▶ Passage provided:
>>>
The major benefit that can be realized for all-AMP tactical queries running against partitioned tables is row and column partition elimination. Rather than scanning an entire table, it is possible to scan a smaller subset of rows if the query specifies the partitioning key value for the table or a subset of the columns when column partitioned.
Avoid adjusting the granularity of partitions more finely than is warranted by the majority of the queries that run against the table. For example, if users never access data with a granularity smaller than a monthly range, there is no additional performance advantage to be gained by defining partitions that have a smaller range than one month.
For all-AMP tactical queries, you should include the partitioning columns as a constraint in the WHERE clause of your queries. If a query joins row-partitioned tables that have identical row partitioning, you can enhance join performance still further by including an additional equality constraint on the partitioning columns of the two tables.
Group AMP Check in Final Query Step
Whether a query is single-AMP or all-AMP, simple or very complex, there is always an opportunity to reduce an all-AMP operation to a Group AMP operation.
Group AMP logic restricts which AMPs participate in the BYNET merge activity that is part of response processing. This action eliminates unnecessary all-AMP activities at the end of each query. While this feature is likely to have a greater impact on short, tactical queries, any time all-AMP activities can be eliminated anywhere in any query plan, the potential system throughput increases because resources are freed for other work.
<<<
▶ Information provided:
>>>
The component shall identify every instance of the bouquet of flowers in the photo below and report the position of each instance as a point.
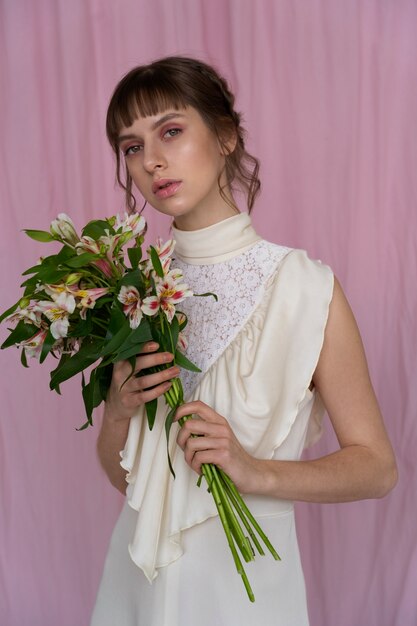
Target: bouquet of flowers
(97, 302)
<<<
▶ What you need to do:
[1] Rewrite the passage on partitioned tables, starting at the words "Avoid adjusting the" and ending after "Group AMP operation.", with "granularity" changed to "level of detail".
[2] In the passage on partitioned tables, what does Group AMP logic restrict?
[3] Resume the passage on partitioned tables and Group AMP logic, writing on from its last sentence.
None of the lines above are needed here.

▶ Results of the tasks:
[1]
Avoid adjusting the level of detail of partitions more finely than is warranted by the majority of the queries that run against the table. For example, if users never access data with a level of detail smaller than a monthly range, there is no additional performance advantage to be gained by defining partitions that have a smaller range than one month.
For all-AMP tactical queries, you should include the partitioning columns as a constraint in the WHERE clause of your queries. If a query joins row-partitioned tables that have identical row partitioning, you can enhance join performance still further by including an additional equality constraint on the partitioning columns of the two tables.
Group AMP Check in Final Query Step
Whether a query is single-AMP or all-AMP, simple or very complex, there is always an opportunity to reduce an all-AMP operation to a Group AMP operation.

[2] It restricts which AMPs participate in the BYNET merge activity that is part of response processing.

[3]
To see how this works, examine the final step in a complex decision support query that returns millions of rows. In this case, because of the number of rows returned, each AMP is active in response processing and the Group AMP group includes them all. For other queries, the group might be a subset of the AMPs that is determined when the step executes.
4) We do an all-AMPs RETRIEVE step from Spool 3 (Last Use) by way
of an all-rows scan into Spool 1 (group_amps), which is built
locally on the AMPs. Then we do a SORT to order SORT to order Spool 1
by the sort key in spool field1. The result spool file will not
be cached in memory. The size of Spool 1 is estimated with no
confidence to be 379,305,309 rows. The estimated time for this
step is32 minutes and 32 seconds.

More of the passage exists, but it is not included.